Provided text:
According to Jordan Peterson’s Rule 5, you are your child’s best shot at teaching society’s rules. Society doesn’t have the patience to teach your child – there are many other well-adjusted, functioning people to spend time on. A bad kid will simply be rejected and left behind.
And this problem can get worse throughout a child’s life. An early poor social experience can set up a vicious cycle of chronic maladjustment – a maladjusted child will act poorly; she will receive negative feedback from the world, often without understanding why; she will withdraw and feel rejected, causing anxiety, depression, and resentment. This further receives negative feedback from the world. This can last for a lifetime.
According to 12 Rules for Life, shielding your child from corrective feedback is in effect crippling them in the long run. And early exposure matters – a child not taught to behave properly by age 4 will have lasting social difficulties.
Teach Your Child What’s Acceptable and What Isn’t
As a parent, your purpose is to serve as a proxy for society. You teach the child what is acceptable, and what isn’t.
Think not about having your child avoid all pain, but rather to maximize their learning at minimal cost. In other words, some amount of pain early on will save a lot of pain throughout the child’s life. Don’t protect your kids – make them as competent as you can.

[Items from a dataset]

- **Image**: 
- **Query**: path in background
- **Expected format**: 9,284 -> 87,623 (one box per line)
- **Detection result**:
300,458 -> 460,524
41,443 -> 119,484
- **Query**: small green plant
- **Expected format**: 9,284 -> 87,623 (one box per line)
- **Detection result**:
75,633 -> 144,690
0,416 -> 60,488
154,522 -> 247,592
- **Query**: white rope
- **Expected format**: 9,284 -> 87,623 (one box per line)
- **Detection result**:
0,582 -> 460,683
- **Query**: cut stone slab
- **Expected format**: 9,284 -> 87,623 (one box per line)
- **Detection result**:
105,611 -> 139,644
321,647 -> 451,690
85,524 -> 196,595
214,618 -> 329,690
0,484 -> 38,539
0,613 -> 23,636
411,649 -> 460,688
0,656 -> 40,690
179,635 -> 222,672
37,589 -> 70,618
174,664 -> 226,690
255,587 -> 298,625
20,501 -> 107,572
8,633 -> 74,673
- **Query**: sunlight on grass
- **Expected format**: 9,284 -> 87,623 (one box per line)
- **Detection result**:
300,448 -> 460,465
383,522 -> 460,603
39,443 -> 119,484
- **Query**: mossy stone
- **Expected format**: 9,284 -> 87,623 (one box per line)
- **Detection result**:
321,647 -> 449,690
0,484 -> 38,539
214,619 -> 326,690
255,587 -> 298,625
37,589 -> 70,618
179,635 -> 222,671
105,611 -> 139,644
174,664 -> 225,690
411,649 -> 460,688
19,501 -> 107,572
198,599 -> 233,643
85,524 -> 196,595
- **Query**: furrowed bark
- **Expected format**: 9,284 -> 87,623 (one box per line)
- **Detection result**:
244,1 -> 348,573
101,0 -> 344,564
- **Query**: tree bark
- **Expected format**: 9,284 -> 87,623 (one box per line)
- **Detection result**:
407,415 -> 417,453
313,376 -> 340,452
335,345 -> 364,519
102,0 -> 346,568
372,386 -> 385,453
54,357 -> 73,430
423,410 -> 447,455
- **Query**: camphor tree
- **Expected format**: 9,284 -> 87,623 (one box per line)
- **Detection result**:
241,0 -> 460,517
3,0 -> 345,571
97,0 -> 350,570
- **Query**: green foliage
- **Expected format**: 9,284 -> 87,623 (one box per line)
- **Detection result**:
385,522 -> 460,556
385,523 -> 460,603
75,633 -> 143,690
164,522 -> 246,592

Problem to solve: Write out the passage on teaching children society's rules word for word, from "According to Jordan" to "and left behind.".

Response for this exercise:
According to Jordan Peterson’s Rule 5, you are your child’s best shot at teaching society’s rules. Society doesn’t have the patience to teach your child – there are many other well-adjusted, functioning people to spend time on. A bad kid will simply be rejected and left behind.